*Document segment*:

::::::::

ONE strand of our work, which we are all passionate about at Digital Jersey, is providing targeted training for local people to ensure all businesses in the Island have the digital skills they need. We do this through our Academy.
It’s a fantastic initiative which is having a very positive impact on businesses and individuals. However, it isn’t enough in the short term to ensure Jersey is keeping ahead of the game in a global digital economy.
It takes time to develop talent and nurture experience. It’s inevitable that we need to bring in skilled people, as well as entrepreneurs, to provide the job opportunities Islanders seek now.
Over the past four years, we have worked with the Government of Jersey to enable our Island’s digital businesses to get straightforward access to the best talent from outside the Island, by supporting them through the work permissions system.
This isn’t a back-door immigration tactic, it’s a calculated, targeted route to ensuring our companies thrive, which, in turn, means our economy thrives.
We screen all applications to ensure these are roles for which we do not have the right talent in the Island.
Without the necessary skills for their businesses, the companies who employ them might either be forced to relocate away from Jersey, or simply be unable to grow and develop.
We would lose valuable economic input and jobs. They also bring another benefit, which is to share their talent and experience with other Islanders.

::::::::

*Information shown*:

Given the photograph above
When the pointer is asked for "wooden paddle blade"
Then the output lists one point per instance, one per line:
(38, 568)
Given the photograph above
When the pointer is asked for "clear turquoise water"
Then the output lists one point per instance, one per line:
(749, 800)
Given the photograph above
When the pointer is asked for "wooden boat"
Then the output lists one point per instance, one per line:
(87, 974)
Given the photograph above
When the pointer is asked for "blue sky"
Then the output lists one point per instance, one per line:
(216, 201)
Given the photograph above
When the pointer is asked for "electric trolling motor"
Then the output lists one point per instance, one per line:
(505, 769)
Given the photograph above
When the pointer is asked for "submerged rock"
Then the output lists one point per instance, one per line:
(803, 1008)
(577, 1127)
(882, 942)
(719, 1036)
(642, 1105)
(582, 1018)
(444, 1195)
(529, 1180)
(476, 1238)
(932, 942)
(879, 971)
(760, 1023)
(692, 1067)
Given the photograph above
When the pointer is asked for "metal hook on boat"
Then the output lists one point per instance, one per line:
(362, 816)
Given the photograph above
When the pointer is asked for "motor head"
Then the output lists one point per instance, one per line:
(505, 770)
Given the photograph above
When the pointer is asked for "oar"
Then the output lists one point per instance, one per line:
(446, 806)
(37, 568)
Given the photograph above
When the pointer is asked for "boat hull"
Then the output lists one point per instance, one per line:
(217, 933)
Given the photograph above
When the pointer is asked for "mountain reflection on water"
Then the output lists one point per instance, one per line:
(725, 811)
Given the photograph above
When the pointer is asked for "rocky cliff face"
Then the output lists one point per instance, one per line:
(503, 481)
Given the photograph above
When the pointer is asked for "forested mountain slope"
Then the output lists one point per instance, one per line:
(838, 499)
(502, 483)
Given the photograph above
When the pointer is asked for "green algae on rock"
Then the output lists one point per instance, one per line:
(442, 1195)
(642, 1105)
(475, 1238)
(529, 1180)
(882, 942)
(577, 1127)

::::::::

*Check your understanding*:
a. Translate the following sentence from the passage on Digital Jersey's skills work into French: "We screen all applications to ensure these are roles for which we do not have the right talent in the Island."
b. Set down verbatim the portion of the passage on Digital Jersey's skills work starting with "It takes time" and going on through "work permissions system.".
c. Resume the passage on Digital Jersey's skills work, writing on from its final sentence.

*Answers in order*:
a. Nous examinons toutes les candidatures afin de nous assurer qu'il s'agit de postes pour lesquels nous ne disposons pas des talents adéquats sur l'île.

b.
It takes time to develop talent and nurture experience. It’s inevitable that we need to bring in skilled people, as well as entrepreneurs, to provide the job opportunities Islanders seek now.
Over the past four years, we have worked with the Government of Jersey to enable our Island’s digital businesses to get straightforward access to the best talent from outside the Island, by supporting them through the work permissions system.

c.
The businesses we’ve supported in the last few years now employ over 300 Islanders and pay their staff nearly £14 million per year in salaries.
Enabling existing businesses to access the skilled workers they need is just one tactic for growing our economic resilience. Another is to create more successful businesses that will employ Islanders and bring innovation and wealth to Jersey.
Almost a year ago, Digital Jersey signed an agreement with the Government of Jersey to encourage start-ups to the Island, with a view to boosting Jersey’s digital credentials.
It is the culmination of work we have been doing for several years. Since 2018, the start-ups we’ve helped bring to Jersey have paid average salaries of £80,000 and are responsible for £16 million in business turnover.
Start-ups bring innovators, those with fresh perspectives on both new and old problems. They bring businesses which provide employment and individuals who can share their experience and skills with others, and bring value to our society.
One example is Vincent Sider, who recently relocated to Jersey with a software business and marketing consultancy that is also working to help other businesses grow.
Vincent now also lectures in artificial intelligence at the Digital Jersey Academy and is one of our valued Digital Jersey mentors.
Additionally, he’s just joined forces with an Island business to launch another new venture, to help companies assess, hire and train marketing candidates.
This is where that momentum created when start-ups move to Jersey really begins to show, as their entrepreneurial spirit and know-how then helps others to thrive.
In the coming weeks, we will be removing yet another roadblock to success, that of funding, through the launch of our Springboard initiative.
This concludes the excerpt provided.